→ SET TASK
Render every line of the listing below as a numbered list, leaving out any blank lines.

→ DATA FOR THE TASK
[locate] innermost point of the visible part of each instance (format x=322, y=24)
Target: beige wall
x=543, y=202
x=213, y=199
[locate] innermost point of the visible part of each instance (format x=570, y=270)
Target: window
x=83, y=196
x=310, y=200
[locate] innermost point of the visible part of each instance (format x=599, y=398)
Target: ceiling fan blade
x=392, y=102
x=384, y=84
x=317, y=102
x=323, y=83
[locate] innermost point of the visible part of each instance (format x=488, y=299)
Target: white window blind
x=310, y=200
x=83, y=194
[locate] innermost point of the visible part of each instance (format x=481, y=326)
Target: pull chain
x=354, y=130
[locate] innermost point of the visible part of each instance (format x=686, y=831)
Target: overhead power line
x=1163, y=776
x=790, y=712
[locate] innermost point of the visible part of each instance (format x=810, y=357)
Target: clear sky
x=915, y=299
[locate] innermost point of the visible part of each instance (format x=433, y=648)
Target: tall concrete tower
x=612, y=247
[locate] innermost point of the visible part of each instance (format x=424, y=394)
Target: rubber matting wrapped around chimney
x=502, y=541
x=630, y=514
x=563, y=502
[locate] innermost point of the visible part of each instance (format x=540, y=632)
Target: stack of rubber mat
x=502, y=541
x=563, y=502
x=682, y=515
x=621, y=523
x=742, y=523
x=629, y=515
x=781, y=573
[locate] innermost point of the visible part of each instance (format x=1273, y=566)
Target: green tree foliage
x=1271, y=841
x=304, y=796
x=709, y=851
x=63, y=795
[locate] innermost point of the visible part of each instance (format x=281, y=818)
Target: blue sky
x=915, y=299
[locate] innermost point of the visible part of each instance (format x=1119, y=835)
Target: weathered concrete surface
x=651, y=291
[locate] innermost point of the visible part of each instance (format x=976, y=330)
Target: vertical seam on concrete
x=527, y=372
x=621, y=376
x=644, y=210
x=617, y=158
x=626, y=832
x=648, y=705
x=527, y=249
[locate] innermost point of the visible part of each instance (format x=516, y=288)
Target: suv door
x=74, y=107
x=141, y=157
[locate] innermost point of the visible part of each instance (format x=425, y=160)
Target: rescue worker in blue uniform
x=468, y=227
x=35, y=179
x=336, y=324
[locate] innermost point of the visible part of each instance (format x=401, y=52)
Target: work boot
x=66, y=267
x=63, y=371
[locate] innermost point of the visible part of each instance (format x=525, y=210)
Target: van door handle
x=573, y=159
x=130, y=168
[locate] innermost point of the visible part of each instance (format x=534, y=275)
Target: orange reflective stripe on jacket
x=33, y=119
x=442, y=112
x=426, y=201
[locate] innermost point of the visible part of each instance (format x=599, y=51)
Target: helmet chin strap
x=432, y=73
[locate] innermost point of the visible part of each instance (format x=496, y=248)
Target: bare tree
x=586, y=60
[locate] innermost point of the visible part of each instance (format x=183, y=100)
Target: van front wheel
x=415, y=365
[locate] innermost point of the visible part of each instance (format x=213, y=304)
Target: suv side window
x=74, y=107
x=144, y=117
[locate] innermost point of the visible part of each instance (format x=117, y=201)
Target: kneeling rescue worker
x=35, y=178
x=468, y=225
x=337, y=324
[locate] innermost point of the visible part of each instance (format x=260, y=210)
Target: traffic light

→ RESPONSE TO THE TASK
1. [locate] innermost point of the visible part of each instance (format x=322, y=24)
2. Target: beige wall
3. x=543, y=202
4. x=213, y=199
5. [locate] innermost point of the visible part of each instance (format x=570, y=270)
6. Target: window
7. x=83, y=196
8. x=310, y=200
9. [locate] innermost point of the visible part of each instance (format x=599, y=398)
10. Target: ceiling fan blade
11. x=392, y=102
12. x=384, y=84
13. x=317, y=102
14. x=323, y=83
15. [locate] innermost point of the visible part of each instance (format x=488, y=299)
16. Target: white window blind
17. x=310, y=200
18. x=83, y=194
19. [locate] innermost point of the visible part of each instance (format x=481, y=326)
20. Target: pull chain
21. x=354, y=130
22. [locate] innermost point of the visible part of each instance (format x=686, y=831)
23. Target: overhead power line
24. x=1163, y=776
25. x=790, y=712
26. [locate] innermost point of the visible part of each instance (format x=810, y=357)
27. Target: clear sky
28. x=915, y=299
29. [locate] innermost point of the visible part of each instance (format x=433, y=648)
30. Target: tall concrete tower
31. x=612, y=247
32. [locate] innermost point of the visible part of each instance (format x=424, y=394)
33. Target: rubber matting wrapped around chimney
34. x=502, y=541
35. x=630, y=514
36. x=563, y=502
37. [locate] innermost point of the visible part of each instance (format x=540, y=632)
38. Target: stack of rubber mat
39. x=502, y=541
40. x=563, y=502
41. x=682, y=515
42. x=621, y=523
43. x=742, y=523
44. x=629, y=515
45. x=781, y=573
46. [locate] innermost point of the visible part of each instance (format x=1273, y=566)
47. Target: green tree foliage
48. x=1271, y=841
49. x=304, y=796
50. x=709, y=851
51. x=63, y=795
52. [locate] innermost point of the visible part of each instance (format x=281, y=818)
53. Target: blue sky
54. x=915, y=299
55. [locate] innermost point of the visible part of each instance (format x=1119, y=835)
56. Target: weathered concrete surface
57. x=651, y=291
58. [locate] innermost point of the visible part of each instance (format x=976, y=330)
59. Target: vertical seam on concrete
60. x=527, y=372
61. x=621, y=376
62. x=644, y=210
63. x=617, y=158
64. x=626, y=832
65. x=648, y=705
66. x=527, y=249
67. [locate] innermost point of the visible part of each instance (format x=516, y=288)
68. Target: suv door
69. x=74, y=107
70. x=141, y=157
71. [locate] innermost point of the visible part of each instance (format x=425, y=160)
72. Target: rescue worker in blue uniform
73. x=468, y=227
74. x=35, y=179
75. x=336, y=324
76. [locate] innermost point of the visible part of each instance (format x=401, y=52)
77. Target: work boot
78. x=66, y=267
79. x=63, y=371
80. [locate] innermost point of the visible part of each instance (format x=525, y=210)
81. Target: van door handle
82. x=573, y=159
83. x=130, y=168
84. [locate] innermost point of the visible part of each instance (format x=534, y=275)
85. Target: orange reflective stripe on jacket
86. x=33, y=119
87. x=442, y=112
88. x=426, y=201
89. [locate] innermost point of the visible part of each instance (format x=599, y=51)
90. Target: helmet chin strap
91. x=432, y=73
92. [locate] innermost point of the visible part of each instance (format x=496, y=248)
93. Target: bare tree
94. x=586, y=60
95. [locate] innermost point of the visible part of each instance (format x=183, y=100)
96. Target: van front wheel
97. x=415, y=365
98. [locate] innermost point of the visible part of each instance (format x=213, y=304)
99. Target: suv side window
100. x=74, y=107
101. x=144, y=117
102. [locate] innermost point of the visible part of each instance (format x=117, y=201)
103. Target: kneeling rescue worker
104. x=35, y=178
105. x=468, y=225
106. x=337, y=324
107. [locate] innermost point of the visible part of each instance (format x=260, y=210)
108. Target: traffic light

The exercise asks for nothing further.